ACTION ITEM
The copy you give must match the records exactly, except that it holds no images.

BEGIN DATA TO EXAMINE

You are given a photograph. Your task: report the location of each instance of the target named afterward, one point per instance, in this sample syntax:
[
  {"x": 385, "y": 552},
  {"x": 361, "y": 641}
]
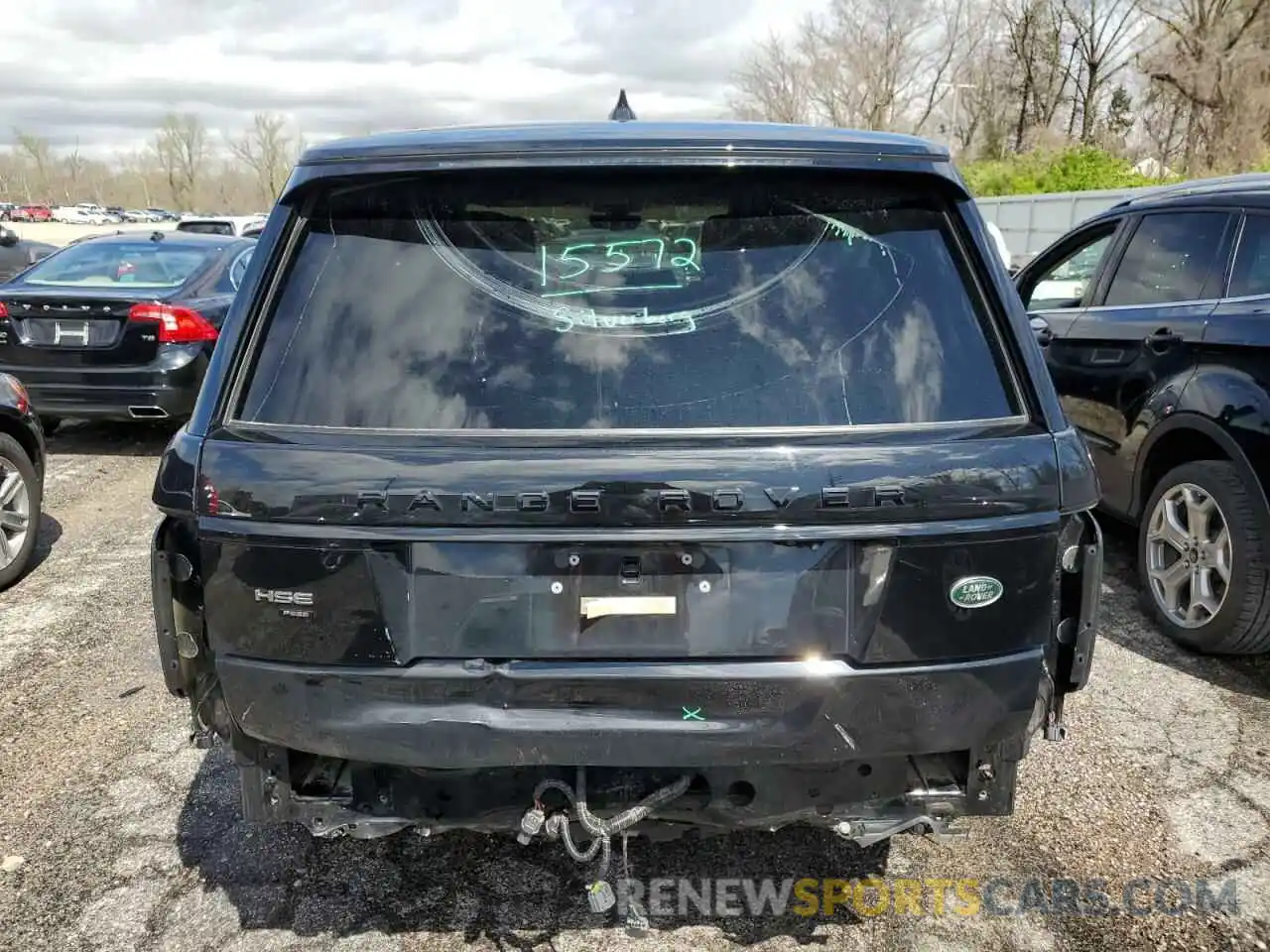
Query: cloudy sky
[{"x": 102, "y": 72}]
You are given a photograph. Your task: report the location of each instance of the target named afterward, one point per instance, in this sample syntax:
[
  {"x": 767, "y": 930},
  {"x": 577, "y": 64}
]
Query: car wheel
[
  {"x": 19, "y": 509},
  {"x": 1202, "y": 560}
]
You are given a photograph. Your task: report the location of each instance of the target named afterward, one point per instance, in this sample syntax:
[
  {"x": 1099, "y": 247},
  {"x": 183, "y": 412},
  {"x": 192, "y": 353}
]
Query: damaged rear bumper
[{"x": 475, "y": 715}]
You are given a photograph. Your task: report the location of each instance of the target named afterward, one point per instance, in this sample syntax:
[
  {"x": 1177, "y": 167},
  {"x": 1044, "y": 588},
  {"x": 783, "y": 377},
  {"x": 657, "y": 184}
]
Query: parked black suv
[
  {"x": 1155, "y": 317},
  {"x": 708, "y": 467}
]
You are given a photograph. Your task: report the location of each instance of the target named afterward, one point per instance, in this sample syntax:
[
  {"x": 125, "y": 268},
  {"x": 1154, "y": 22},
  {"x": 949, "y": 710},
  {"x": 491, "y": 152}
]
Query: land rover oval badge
[{"x": 975, "y": 592}]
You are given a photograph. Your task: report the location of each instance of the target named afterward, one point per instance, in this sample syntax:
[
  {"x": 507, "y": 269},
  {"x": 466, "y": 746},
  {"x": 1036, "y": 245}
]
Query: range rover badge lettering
[{"x": 285, "y": 598}]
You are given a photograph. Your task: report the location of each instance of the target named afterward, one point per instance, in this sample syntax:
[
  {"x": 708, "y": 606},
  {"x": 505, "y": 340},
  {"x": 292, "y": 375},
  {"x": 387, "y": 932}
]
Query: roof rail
[
  {"x": 1201, "y": 186},
  {"x": 621, "y": 112}
]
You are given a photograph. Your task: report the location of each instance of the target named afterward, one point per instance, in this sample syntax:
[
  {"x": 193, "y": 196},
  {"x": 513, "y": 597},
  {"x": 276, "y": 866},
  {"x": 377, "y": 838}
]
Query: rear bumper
[
  {"x": 168, "y": 388},
  {"x": 690, "y": 715}
]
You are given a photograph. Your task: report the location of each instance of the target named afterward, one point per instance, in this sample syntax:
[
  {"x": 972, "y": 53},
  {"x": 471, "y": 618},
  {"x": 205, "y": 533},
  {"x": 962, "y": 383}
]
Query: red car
[{"x": 32, "y": 212}]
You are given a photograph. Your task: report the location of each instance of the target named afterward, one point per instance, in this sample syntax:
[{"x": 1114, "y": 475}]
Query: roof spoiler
[{"x": 621, "y": 112}]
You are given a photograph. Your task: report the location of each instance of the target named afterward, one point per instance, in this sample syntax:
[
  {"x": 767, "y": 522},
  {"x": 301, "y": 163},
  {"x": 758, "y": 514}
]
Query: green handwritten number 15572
[{"x": 649, "y": 253}]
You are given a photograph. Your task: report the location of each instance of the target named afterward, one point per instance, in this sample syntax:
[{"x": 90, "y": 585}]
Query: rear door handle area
[
  {"x": 1162, "y": 338},
  {"x": 1042, "y": 330}
]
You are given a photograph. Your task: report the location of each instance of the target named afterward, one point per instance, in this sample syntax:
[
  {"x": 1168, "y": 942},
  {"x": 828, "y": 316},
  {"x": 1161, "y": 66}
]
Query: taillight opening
[{"x": 173, "y": 324}]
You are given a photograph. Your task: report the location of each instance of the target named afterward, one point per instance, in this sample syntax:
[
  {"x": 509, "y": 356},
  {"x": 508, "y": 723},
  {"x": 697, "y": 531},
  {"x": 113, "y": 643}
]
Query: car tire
[
  {"x": 14, "y": 460},
  {"x": 1215, "y": 497}
]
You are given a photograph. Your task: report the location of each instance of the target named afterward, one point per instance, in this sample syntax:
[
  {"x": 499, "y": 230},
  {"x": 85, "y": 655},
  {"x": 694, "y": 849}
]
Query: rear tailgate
[
  {"x": 599, "y": 430},
  {"x": 64, "y": 329},
  {"x": 385, "y": 556}
]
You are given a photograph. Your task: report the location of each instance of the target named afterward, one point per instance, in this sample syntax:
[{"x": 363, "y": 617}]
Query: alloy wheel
[
  {"x": 14, "y": 512},
  {"x": 1189, "y": 555}
]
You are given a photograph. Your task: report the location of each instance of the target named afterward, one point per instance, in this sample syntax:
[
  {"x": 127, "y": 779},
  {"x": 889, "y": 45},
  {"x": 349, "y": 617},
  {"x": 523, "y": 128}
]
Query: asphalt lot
[{"x": 117, "y": 835}]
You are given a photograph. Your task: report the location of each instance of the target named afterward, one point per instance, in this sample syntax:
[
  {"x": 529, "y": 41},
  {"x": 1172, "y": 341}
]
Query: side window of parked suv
[
  {"x": 1171, "y": 258},
  {"x": 1065, "y": 285},
  {"x": 1251, "y": 273}
]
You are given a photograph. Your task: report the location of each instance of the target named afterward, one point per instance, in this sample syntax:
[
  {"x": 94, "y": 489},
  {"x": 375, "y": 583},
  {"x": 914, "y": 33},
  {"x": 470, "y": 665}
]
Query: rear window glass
[
  {"x": 144, "y": 264},
  {"x": 206, "y": 227},
  {"x": 677, "y": 299}
]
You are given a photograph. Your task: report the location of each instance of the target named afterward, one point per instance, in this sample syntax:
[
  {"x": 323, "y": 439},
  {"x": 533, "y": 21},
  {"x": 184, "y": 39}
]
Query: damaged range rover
[{"x": 601, "y": 479}]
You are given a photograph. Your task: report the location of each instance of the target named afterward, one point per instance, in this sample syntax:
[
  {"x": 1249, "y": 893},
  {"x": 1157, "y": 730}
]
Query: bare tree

END DATA TO EXAMINE

EXERCISE SOLUTION
You are given a photograph. Your task: report the location of each instance of the target named afterward, one point per instance, in this sample syntax:
[
  {"x": 385, "y": 552},
  {"x": 361, "y": 641}
]
Query: cloudy sky
[{"x": 102, "y": 72}]
You are given a photograph. Your task: report the location of each instance of the target named afterward, one point per instance, in this sample syntax:
[
  {"x": 767, "y": 930},
  {"x": 577, "y": 64}
]
Query: car wheel
[
  {"x": 19, "y": 509},
  {"x": 1202, "y": 560}
]
You are given a photograph. Your task: report the location of each instance of the target named afterward, one point per instance, in this sample syntax:
[
  {"x": 1099, "y": 247},
  {"x": 183, "y": 412},
  {"x": 192, "y": 353}
]
Query: damaged rear bumper
[{"x": 475, "y": 715}]
You are given a photograph. Your task: report the location of each instance of the target named afterward, one point per instance, in this sample syntax:
[
  {"x": 1177, "y": 167},
  {"x": 1044, "y": 588},
  {"x": 783, "y": 377},
  {"x": 657, "y": 184}
]
Query: parked black suv
[
  {"x": 1155, "y": 317},
  {"x": 708, "y": 467}
]
You are given a photograph. Your task: report the location of each instance of the target named afterward, one point per instance, in this sample syntax:
[
  {"x": 125, "y": 268},
  {"x": 1154, "y": 22},
  {"x": 949, "y": 710},
  {"x": 491, "y": 152}
]
Query: land rover oval badge
[{"x": 975, "y": 592}]
You are given a photograph. Your task: report the location of each instance of the target named afterward, one point per instance, in this sample syntax:
[
  {"x": 507, "y": 269},
  {"x": 466, "y": 746},
  {"x": 1036, "y": 245}
]
Query: range rover badge lettering
[{"x": 285, "y": 598}]
You are given a photograph. Your task: report the location of each instance of the target named afterward, one point per instance, in this sample syntax:
[
  {"x": 708, "y": 606},
  {"x": 505, "y": 340},
  {"x": 292, "y": 375},
  {"x": 387, "y": 932}
]
Query: roof rail
[
  {"x": 1201, "y": 186},
  {"x": 621, "y": 112}
]
You are given a photograph. Your task: report the location of each instance of the target named afterward, one point per instance, in this sample syntax:
[
  {"x": 193, "y": 196},
  {"x": 513, "y": 597},
  {"x": 276, "y": 866},
  {"x": 377, "y": 838}
]
Query: rear bumper
[
  {"x": 168, "y": 388},
  {"x": 690, "y": 715}
]
You are given a photograph. Your task: report the location of each instance of the target named afterward, one point per instance, in this sample syntax:
[
  {"x": 972, "y": 53},
  {"x": 471, "y": 618},
  {"x": 205, "y": 533},
  {"x": 962, "y": 383}
]
Query: red car
[{"x": 32, "y": 212}]
You are given a photograph. Your task: report the location of each instance of the target named afterward, one point per instance, in this sample syntax:
[{"x": 1114, "y": 475}]
Query: roof spoiler
[{"x": 621, "y": 112}]
You are given a photograph. Your task: report the location of each instance of the target named afterward, one point per instance, in this sample syntax:
[
  {"x": 767, "y": 522},
  {"x": 301, "y": 163},
  {"x": 758, "y": 514}
]
Query: green handwritten number 15572
[{"x": 649, "y": 253}]
You are given a photograph. Your task: report the location of each instance of the target named afterward, one point per instance, in this sample syntax:
[{"x": 90, "y": 585}]
Query: rear door handle area
[
  {"x": 1162, "y": 338},
  {"x": 1042, "y": 330}
]
You are given a photograph. Your task: report the location of each instance of the target named afterward, one point per instance, in this sample syntax:
[
  {"x": 1168, "y": 942},
  {"x": 828, "y": 316},
  {"x": 1161, "y": 66}
]
Query: taillight opening
[{"x": 173, "y": 324}]
You are given a photograph. Your task: report the location of each instance of the target named afterward, one point per instance, in this sample syntax:
[
  {"x": 509, "y": 356},
  {"x": 508, "y": 723},
  {"x": 697, "y": 531},
  {"x": 113, "y": 643}
]
Query: car tire
[
  {"x": 14, "y": 460},
  {"x": 1215, "y": 497}
]
You are given a photograph. Your task: report the location of each instance of the target named afterward, one point per instance, in this sample syntax:
[
  {"x": 499, "y": 230},
  {"x": 85, "y": 655},
  {"x": 694, "y": 849}
]
Query: rear tailgate
[
  {"x": 599, "y": 430},
  {"x": 64, "y": 329},
  {"x": 385, "y": 556}
]
You are given a photograph. Your task: report the location of each instance of the target named afterward, one point per instance, in this sample syntax:
[{"x": 363, "y": 617}]
Query: alloy wheel
[
  {"x": 14, "y": 512},
  {"x": 1189, "y": 555}
]
You are given a photograph. Your task: report the location of each instance of the target named afterward, one point per instance, in this sample syntax:
[
  {"x": 127, "y": 779},
  {"x": 889, "y": 45},
  {"x": 349, "y": 617},
  {"x": 523, "y": 128}
]
Query: asphalt lot
[{"x": 117, "y": 835}]
You are given a photograph. Your task: report the location of each instance of the target named afterward, one point per instance, in this sample syntax:
[
  {"x": 529, "y": 41},
  {"x": 1172, "y": 341}
]
Query: side window of parked suv
[
  {"x": 1171, "y": 258},
  {"x": 1065, "y": 285},
  {"x": 1251, "y": 273}
]
You are given a photograph. Your task: report the location of each instance of the target named afterward, one point per instance, in this sample syntax:
[
  {"x": 94, "y": 489},
  {"x": 375, "y": 583},
  {"x": 914, "y": 33},
  {"x": 470, "y": 665}
]
Query: rear window glass
[
  {"x": 144, "y": 264},
  {"x": 206, "y": 227},
  {"x": 677, "y": 299}
]
You are given a photograph. Your task: report the location of each instance of the target named afterward, one point per instance, in this sample syntax:
[
  {"x": 323, "y": 439},
  {"x": 533, "y": 21},
  {"x": 184, "y": 39}
]
Query: damaged range rover
[{"x": 601, "y": 479}]
You are given a photograph. Your task: report the location of each instance of the target named afterward, one point per instance, in this sample syntax:
[
  {"x": 1249, "y": 893},
  {"x": 1157, "y": 730}
]
Query: bare tree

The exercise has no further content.